(Stored items)
================================
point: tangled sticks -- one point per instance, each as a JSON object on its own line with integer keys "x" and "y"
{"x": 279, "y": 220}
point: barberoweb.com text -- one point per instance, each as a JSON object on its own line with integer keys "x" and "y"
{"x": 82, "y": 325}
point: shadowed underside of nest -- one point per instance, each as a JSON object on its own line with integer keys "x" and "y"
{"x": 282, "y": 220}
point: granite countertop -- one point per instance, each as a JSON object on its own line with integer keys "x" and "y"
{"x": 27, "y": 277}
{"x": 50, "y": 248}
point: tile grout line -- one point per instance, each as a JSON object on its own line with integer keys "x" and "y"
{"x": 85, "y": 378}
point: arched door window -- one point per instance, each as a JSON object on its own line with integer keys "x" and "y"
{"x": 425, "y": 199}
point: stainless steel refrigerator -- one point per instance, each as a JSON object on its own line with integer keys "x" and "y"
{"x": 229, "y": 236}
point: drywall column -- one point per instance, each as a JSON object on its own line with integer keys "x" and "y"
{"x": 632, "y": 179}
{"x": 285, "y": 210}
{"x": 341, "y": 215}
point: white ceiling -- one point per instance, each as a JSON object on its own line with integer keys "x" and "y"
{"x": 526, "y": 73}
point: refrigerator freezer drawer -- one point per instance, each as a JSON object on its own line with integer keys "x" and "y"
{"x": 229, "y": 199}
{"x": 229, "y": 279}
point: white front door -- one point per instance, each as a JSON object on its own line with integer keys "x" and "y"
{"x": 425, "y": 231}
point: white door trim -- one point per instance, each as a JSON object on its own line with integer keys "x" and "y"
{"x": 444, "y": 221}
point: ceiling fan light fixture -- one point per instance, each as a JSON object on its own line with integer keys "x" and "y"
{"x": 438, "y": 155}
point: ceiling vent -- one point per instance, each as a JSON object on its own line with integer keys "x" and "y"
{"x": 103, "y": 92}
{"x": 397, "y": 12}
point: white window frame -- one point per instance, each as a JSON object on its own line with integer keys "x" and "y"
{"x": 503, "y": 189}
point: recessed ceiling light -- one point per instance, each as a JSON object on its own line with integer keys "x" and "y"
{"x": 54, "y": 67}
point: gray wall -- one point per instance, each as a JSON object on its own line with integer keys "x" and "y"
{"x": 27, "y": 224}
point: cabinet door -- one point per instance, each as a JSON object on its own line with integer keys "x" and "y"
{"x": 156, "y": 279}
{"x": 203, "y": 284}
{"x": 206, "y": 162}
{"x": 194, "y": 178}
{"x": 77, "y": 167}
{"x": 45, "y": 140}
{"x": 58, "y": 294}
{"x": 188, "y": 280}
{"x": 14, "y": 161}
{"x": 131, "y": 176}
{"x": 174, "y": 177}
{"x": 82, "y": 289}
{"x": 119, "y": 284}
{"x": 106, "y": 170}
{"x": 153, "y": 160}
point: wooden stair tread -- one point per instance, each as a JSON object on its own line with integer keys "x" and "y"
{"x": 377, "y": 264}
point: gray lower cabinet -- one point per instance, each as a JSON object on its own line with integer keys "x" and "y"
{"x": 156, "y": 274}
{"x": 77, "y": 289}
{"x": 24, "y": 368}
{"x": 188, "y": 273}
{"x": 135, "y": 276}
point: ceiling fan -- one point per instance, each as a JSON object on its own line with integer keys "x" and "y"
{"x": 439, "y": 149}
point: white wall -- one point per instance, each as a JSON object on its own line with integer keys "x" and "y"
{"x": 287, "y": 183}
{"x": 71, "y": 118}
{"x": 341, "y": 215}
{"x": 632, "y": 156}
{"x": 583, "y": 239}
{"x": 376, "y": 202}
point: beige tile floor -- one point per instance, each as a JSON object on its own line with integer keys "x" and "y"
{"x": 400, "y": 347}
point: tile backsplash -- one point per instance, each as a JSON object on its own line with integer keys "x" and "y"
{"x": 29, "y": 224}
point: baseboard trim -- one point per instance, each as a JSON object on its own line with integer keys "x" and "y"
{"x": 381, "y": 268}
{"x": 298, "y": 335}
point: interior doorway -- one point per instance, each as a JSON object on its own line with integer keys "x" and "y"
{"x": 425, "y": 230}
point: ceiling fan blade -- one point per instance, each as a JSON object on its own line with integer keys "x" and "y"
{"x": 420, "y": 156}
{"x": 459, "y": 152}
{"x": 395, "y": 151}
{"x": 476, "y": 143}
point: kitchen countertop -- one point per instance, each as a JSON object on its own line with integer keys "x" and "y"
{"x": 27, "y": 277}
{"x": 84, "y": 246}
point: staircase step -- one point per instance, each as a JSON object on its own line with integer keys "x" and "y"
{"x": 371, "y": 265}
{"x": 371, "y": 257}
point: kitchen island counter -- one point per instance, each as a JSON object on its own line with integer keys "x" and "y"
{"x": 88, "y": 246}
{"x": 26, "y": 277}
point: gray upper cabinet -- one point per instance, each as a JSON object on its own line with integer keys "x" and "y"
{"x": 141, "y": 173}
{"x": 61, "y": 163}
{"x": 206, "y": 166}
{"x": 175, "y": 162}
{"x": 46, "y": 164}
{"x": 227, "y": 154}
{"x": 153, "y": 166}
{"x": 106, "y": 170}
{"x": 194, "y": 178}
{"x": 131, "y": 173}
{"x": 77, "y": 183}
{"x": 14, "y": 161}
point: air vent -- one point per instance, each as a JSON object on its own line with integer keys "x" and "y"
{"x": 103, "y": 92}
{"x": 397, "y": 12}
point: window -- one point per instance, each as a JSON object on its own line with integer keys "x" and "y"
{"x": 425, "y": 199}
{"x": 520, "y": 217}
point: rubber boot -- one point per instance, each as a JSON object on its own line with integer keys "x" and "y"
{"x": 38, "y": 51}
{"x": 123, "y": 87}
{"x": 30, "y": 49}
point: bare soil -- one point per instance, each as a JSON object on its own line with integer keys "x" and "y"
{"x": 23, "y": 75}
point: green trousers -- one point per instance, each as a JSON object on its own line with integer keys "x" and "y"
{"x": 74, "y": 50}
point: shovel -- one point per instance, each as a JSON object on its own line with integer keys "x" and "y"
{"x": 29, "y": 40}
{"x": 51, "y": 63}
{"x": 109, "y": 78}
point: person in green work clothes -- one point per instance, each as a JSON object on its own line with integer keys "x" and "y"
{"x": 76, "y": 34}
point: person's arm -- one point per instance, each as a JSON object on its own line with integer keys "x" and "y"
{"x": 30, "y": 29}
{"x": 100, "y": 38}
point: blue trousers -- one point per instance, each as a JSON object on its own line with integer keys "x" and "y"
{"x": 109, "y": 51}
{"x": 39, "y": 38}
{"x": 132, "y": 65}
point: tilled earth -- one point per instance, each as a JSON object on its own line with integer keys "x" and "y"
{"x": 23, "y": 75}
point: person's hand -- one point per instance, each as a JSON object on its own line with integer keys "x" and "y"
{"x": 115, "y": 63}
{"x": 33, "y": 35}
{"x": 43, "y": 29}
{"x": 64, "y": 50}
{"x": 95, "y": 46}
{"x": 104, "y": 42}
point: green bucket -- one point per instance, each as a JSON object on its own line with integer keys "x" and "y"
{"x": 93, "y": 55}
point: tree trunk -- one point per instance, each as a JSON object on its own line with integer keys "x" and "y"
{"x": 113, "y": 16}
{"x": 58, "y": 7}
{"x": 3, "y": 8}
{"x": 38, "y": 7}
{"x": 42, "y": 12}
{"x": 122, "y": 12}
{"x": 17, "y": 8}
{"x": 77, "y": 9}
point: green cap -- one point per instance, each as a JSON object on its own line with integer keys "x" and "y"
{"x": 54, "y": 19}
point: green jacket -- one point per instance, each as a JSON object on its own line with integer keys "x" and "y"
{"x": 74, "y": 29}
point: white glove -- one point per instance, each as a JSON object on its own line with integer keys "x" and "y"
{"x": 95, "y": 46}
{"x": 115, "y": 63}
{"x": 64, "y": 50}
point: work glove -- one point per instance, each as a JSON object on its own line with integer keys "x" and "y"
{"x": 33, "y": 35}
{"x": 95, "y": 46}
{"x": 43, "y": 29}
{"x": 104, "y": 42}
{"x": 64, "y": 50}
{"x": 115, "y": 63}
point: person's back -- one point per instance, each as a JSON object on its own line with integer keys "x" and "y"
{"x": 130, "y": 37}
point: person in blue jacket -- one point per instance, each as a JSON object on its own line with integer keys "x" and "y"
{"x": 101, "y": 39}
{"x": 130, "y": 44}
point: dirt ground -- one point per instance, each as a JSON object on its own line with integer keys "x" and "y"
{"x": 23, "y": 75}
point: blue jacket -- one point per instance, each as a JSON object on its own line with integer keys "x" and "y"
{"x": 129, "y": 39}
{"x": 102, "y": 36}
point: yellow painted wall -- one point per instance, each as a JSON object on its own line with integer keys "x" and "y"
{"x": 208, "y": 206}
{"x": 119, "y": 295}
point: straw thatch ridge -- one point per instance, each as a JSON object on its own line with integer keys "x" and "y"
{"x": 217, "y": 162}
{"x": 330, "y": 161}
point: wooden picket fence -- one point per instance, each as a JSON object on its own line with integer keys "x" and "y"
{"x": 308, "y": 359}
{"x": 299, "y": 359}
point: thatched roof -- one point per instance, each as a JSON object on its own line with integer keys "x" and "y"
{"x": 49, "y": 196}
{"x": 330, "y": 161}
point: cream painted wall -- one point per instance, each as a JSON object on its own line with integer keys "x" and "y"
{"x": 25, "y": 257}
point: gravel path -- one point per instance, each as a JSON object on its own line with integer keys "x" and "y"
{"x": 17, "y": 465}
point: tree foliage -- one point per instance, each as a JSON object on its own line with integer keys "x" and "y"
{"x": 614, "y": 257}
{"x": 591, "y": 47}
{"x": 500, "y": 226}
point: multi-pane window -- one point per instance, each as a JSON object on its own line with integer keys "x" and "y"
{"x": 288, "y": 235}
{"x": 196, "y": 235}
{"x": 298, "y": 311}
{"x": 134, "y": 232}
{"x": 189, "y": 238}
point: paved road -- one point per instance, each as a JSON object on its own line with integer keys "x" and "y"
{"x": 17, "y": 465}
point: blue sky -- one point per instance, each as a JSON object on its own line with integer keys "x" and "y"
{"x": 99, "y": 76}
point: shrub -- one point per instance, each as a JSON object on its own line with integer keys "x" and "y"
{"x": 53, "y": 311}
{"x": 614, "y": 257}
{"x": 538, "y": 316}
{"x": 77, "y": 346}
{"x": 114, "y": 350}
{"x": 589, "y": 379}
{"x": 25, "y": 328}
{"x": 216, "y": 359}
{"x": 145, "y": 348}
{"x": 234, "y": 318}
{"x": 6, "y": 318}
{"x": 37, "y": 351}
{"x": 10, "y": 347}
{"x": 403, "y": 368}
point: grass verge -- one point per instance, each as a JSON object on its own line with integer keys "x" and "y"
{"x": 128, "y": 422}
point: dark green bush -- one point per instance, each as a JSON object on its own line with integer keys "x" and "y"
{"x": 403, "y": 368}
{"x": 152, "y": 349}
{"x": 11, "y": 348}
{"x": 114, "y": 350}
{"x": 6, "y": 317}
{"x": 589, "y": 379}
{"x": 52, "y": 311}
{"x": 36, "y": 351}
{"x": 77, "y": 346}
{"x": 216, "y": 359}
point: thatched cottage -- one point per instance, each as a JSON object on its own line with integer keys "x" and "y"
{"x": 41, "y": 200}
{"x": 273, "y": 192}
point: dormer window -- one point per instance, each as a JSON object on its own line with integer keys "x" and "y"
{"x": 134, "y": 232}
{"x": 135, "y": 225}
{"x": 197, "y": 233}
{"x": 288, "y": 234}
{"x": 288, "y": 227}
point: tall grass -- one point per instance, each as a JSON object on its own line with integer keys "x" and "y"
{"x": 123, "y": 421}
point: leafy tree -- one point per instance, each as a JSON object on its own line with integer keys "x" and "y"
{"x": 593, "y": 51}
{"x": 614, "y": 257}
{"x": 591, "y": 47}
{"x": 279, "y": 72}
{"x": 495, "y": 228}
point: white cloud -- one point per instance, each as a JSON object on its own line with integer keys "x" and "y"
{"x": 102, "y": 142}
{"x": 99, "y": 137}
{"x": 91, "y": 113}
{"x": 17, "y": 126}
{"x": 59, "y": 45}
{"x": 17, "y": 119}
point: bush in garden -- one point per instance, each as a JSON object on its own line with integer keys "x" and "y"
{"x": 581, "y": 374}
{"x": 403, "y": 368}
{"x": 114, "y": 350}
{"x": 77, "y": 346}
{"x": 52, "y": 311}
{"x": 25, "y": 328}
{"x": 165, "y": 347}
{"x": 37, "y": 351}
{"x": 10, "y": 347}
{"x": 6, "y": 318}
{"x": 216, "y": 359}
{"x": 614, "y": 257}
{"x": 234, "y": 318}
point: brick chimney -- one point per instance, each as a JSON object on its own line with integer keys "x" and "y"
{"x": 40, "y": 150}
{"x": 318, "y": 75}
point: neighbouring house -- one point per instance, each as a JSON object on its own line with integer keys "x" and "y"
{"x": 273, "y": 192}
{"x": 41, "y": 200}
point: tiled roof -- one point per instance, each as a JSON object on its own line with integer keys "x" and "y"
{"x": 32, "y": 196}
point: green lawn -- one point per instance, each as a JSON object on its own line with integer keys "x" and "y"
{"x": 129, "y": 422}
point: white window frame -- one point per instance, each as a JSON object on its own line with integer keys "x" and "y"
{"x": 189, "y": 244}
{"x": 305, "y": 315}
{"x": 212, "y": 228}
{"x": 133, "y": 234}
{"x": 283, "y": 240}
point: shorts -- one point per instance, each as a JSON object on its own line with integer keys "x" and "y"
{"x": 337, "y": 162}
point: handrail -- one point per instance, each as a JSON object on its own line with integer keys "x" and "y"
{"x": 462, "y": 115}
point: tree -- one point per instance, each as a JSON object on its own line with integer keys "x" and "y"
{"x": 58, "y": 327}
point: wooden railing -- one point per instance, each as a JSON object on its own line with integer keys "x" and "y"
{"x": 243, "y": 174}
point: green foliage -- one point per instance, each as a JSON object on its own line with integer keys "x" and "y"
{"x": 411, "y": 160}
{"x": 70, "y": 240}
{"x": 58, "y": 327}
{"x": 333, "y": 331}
================================
> Goal of the exercise
What is needed is an exact copy of the lines from the one containing "point: tree -- one" to the end of the data; please add nothing else.

> Answer to the problem
point: tree -- one point per instance, each as a JSON object on its own line with integer keys "x" and "y"
{"x": 58, "y": 327}
point: wooden railing -- one point per instance, each as a JSON object on its own line with integer keys "x" and "y"
{"x": 243, "y": 174}
point: green foliage -- one point per instance, each as a JSON object on its own line with integer keys "x" and "y"
{"x": 411, "y": 160}
{"x": 70, "y": 240}
{"x": 58, "y": 327}
{"x": 333, "y": 331}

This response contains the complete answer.